LISTED ENTRIES:

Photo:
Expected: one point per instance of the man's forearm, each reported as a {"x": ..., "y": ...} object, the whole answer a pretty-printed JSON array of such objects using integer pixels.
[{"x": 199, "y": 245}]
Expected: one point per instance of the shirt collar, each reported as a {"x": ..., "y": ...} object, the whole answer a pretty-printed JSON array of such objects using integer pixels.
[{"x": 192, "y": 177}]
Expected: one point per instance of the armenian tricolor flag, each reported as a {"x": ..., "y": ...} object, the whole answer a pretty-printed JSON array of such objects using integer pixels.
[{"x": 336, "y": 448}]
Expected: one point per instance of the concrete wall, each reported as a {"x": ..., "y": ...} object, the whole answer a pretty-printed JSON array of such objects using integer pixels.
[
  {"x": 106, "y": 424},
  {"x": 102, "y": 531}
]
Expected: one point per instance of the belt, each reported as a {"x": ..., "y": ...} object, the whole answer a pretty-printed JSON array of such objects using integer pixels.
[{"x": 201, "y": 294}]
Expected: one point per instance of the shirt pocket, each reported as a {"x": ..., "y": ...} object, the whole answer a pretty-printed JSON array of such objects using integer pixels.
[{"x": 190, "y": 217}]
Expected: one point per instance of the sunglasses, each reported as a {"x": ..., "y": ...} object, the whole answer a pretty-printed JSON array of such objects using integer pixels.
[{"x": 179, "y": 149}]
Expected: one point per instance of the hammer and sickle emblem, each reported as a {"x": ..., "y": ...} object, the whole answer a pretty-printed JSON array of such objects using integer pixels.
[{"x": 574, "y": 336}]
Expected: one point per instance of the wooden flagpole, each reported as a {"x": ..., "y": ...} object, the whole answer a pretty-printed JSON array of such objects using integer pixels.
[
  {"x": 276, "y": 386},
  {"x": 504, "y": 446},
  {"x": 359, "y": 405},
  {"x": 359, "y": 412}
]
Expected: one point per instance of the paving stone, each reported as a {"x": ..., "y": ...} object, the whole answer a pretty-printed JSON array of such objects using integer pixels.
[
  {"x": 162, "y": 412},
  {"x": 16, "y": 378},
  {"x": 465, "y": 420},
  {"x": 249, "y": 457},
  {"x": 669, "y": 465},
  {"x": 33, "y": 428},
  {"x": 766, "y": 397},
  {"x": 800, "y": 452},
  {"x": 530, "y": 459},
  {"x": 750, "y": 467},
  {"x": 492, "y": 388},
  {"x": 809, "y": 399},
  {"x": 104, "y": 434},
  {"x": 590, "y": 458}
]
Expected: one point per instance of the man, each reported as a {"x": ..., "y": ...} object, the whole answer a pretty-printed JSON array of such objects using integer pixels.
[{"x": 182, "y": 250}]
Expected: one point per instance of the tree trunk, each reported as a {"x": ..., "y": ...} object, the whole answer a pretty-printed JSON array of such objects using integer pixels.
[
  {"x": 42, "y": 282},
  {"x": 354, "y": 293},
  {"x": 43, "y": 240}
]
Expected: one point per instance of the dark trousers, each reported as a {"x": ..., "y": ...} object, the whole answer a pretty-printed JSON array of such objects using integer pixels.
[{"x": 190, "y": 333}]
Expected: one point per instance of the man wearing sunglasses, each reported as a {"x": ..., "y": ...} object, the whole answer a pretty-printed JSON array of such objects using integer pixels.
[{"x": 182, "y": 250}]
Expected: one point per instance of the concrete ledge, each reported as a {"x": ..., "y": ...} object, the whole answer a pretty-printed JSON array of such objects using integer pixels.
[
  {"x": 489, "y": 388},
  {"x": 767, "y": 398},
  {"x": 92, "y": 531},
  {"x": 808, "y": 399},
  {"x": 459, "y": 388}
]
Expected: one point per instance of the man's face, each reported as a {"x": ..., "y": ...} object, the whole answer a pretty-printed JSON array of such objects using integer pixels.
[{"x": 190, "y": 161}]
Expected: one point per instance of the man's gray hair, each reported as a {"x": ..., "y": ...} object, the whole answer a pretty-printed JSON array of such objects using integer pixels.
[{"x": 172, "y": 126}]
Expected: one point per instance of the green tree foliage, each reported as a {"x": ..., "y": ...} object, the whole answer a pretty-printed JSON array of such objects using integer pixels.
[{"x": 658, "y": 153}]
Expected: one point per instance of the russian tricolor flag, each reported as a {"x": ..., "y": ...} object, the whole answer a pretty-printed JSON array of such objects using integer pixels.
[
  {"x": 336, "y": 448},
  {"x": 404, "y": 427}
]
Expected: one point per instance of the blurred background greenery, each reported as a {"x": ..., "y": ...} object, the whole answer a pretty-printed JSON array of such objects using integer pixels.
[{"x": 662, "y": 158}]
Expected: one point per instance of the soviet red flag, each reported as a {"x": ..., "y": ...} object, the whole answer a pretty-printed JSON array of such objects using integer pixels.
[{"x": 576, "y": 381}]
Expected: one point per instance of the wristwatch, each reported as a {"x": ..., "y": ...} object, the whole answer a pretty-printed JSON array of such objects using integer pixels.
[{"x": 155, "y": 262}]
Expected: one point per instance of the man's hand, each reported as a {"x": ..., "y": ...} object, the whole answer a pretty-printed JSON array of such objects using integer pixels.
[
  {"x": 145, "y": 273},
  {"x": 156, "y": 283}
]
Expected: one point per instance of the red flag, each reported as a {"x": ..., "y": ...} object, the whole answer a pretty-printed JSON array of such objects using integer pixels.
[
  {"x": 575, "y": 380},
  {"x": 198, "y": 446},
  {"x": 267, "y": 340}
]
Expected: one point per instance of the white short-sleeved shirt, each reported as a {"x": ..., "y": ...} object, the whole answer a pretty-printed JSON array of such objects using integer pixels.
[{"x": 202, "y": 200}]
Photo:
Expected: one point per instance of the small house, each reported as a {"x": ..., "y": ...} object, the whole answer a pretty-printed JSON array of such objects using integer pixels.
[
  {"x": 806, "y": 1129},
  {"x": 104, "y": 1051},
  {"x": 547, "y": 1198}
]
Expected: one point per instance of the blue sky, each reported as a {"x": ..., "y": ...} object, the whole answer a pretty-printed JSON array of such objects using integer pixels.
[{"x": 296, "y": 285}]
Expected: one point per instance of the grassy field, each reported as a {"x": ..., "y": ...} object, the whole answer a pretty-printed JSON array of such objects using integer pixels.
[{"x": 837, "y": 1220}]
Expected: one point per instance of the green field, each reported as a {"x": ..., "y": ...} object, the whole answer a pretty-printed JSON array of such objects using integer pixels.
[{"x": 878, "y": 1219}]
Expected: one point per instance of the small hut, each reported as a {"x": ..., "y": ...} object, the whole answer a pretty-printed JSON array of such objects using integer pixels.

PROBLEM:
All the entries must be retyped exactly.

WRITTEN RESPONSE:
Photo:
Expected: one point per instance of the man's forearm, each reported as a {"x": ..., "y": ...} object, the whole answer a pretty-printed JSON array of such objects using integer pixels.
[{"x": 199, "y": 245}]
Expected: one point per instance of the shirt collar, each reported as a {"x": ..., "y": ...} object, the whole answer a pretty-printed JSON array of such objects using integer pixels.
[{"x": 192, "y": 177}]
Expected: one point per instance of the armenian tricolor flag, each reported as a {"x": ..., "y": ...} object, the whole answer a pretty-printed JSON array of such objects using integer pixels.
[{"x": 336, "y": 448}]
Expected: one point per instance of the concrete wall, each reported as a {"x": ..., "y": ...} object, the whole answer a pretty-printed JSON array of such objects using integer pixels.
[
  {"x": 106, "y": 424},
  {"x": 102, "y": 531}
]
Expected: one point per instance of the belt, each reported as a {"x": ..., "y": ...} object, the whole answer a pretty-printed JSON array of such objects using integer pixels.
[{"x": 201, "y": 294}]
Expected: one point per instance of the shirt pocket, each reported as a {"x": ..., "y": ...} object, the whole answer a pretty-printed JSON array of such objects using integer pixels.
[{"x": 190, "y": 217}]
Expected: one point per instance of the sunglasses, each reported as a {"x": ..., "y": ...} object, the whole answer a pretty-printed JSON array of such objects using integer pixels.
[{"x": 179, "y": 149}]
Expected: one point per instance of the hammer and sickle emblem, each reported as a {"x": ..., "y": ...} object, the whole answer a pretty-printed JSON array of such objects using integer pixels.
[{"x": 574, "y": 336}]
Expected: one point per instance of the wooden flagpole, each reported as a {"x": ..., "y": ...} object, the whole answer a pretty-printed JSON array of such objects using integer pixels.
[
  {"x": 276, "y": 386},
  {"x": 504, "y": 446},
  {"x": 359, "y": 405},
  {"x": 359, "y": 412}
]
Expected: one point per instance of the paving stone, each reported as a {"x": ..., "y": ...} object, the whole answer a pretty-printed JSON array of such objects using integer pixels.
[
  {"x": 162, "y": 412},
  {"x": 16, "y": 378},
  {"x": 465, "y": 420},
  {"x": 249, "y": 457},
  {"x": 669, "y": 465},
  {"x": 33, "y": 428},
  {"x": 766, "y": 397},
  {"x": 800, "y": 452},
  {"x": 530, "y": 459},
  {"x": 750, "y": 467},
  {"x": 492, "y": 388},
  {"x": 809, "y": 399},
  {"x": 104, "y": 434},
  {"x": 590, "y": 458}
]
Expected: one point per instance of the man, each reported as a {"x": ..., "y": ...} object, the whole answer a pretty-printed JSON array of such objects using integer pixels.
[{"x": 182, "y": 250}]
Expected: one point per instance of the tree trunk, each reported as a {"x": ..., "y": ...} object, the whole answer a pretty-printed JSON array of such objects using integer pixels.
[
  {"x": 42, "y": 282},
  {"x": 354, "y": 293},
  {"x": 43, "y": 240}
]
Expected: one point per instance of the dark trousers, each reported as a {"x": ..., "y": ...} object, the whole answer a pretty-printed JSON array of such objects using integer pixels.
[{"x": 190, "y": 333}]
Expected: one point per instance of the man wearing sunglasses, each reported as a {"x": ..., "y": ...} object, the whole answer a pretty-printed JSON array of such objects using integer pixels.
[{"x": 182, "y": 250}]
Expected: one point per instance of the concrete ledge, each reported as a {"x": ..., "y": ...} object, the whole answer a pretty-printed JSON array of such objects using integer pixels.
[
  {"x": 489, "y": 388},
  {"x": 767, "y": 398},
  {"x": 92, "y": 531},
  {"x": 808, "y": 399},
  {"x": 459, "y": 388}
]
Expected: one point per instance of the man's face, each reported as a {"x": ..., "y": ...} object, the whole answer a pretty-printed JSON array of such objects using integer pixels.
[{"x": 190, "y": 161}]
Expected: one point per instance of the man's gray hair, each reported as a {"x": ..., "y": ...} object, the whole answer a pretty-printed JSON array of such objects using integer pixels.
[{"x": 172, "y": 126}]
Expected: one point per instance of the green tree foliage, each reported as a {"x": ..., "y": ...} object, the whole answer a pretty-printed JSON array of such objects using integer pixels.
[{"x": 658, "y": 153}]
Expected: one point per instance of the russian tricolor flag, each reported as a {"x": ..., "y": ...} object, the whole answer a pretty-printed JSON array of such objects using integer pixels.
[
  {"x": 336, "y": 448},
  {"x": 404, "y": 427}
]
Expected: one point per instance of the blurred background greenery, each reported as a {"x": ..., "y": ...} object, the whole answer a pretty-printed JSON array of such objects using integer pixels.
[{"x": 662, "y": 158}]
Expected: one point per instance of the soviet red flag, each reported as a {"x": ..., "y": ...} object, the whole answer a pretty-printed JSON array of such objects using integer pixels.
[{"x": 576, "y": 381}]
Expected: one point per instance of the wristwatch, each reported as a {"x": ..., "y": ...} object, the whole answer a pretty-printed JSON array of such objects using integer pixels.
[{"x": 155, "y": 262}]
Expected: one point per instance of the man's hand, each reported as a {"x": ..., "y": ...} object, the whole answer a pretty-printed JSON array of such objects using integer pixels.
[
  {"x": 145, "y": 273},
  {"x": 156, "y": 283}
]
Expected: one point per instance of the red flag, each reported as a {"x": ..., "y": ...} object, the whole answer a pretty-printed JSON array of such objects using integer pixels.
[
  {"x": 575, "y": 380},
  {"x": 198, "y": 446},
  {"x": 267, "y": 340}
]
Expected: one point per instance of the white short-sleeved shirt, each reported as a {"x": ..., "y": ...} object, the whole answer a pretty-printed JSON array of such objects using integer pixels.
[{"x": 202, "y": 200}]
Photo:
Expected: one point per instance of the small house, each reported as a {"x": ..., "y": ...} object, the whole answer a pretty-printed JSON array of such objects using integer pixels.
[
  {"x": 806, "y": 1129},
  {"x": 104, "y": 1051},
  {"x": 547, "y": 1198}
]
Expected: one point per instance of the blue sky, each reported as a {"x": ..., "y": ...} object, the whole answer a pretty-printed JSON array of such objects using integer pixels.
[{"x": 296, "y": 285}]
Expected: one point per instance of the grassy field, each reported as a {"x": ..., "y": ...} object, the whole answer a pretty-printed JSON array of such objects using integer pixels.
[{"x": 837, "y": 1220}]
Expected: one point per instance of the green field, each reported as a {"x": ..., "y": ...} object, the whole answer a pretty-printed JSON array of such objects using integer pixels.
[{"x": 878, "y": 1219}]
Expected: one point per instance of the small hut, each reported as a {"x": ..., "y": ...} object, the whole answer a pretty-printed JSON array of such objects using integer pixels.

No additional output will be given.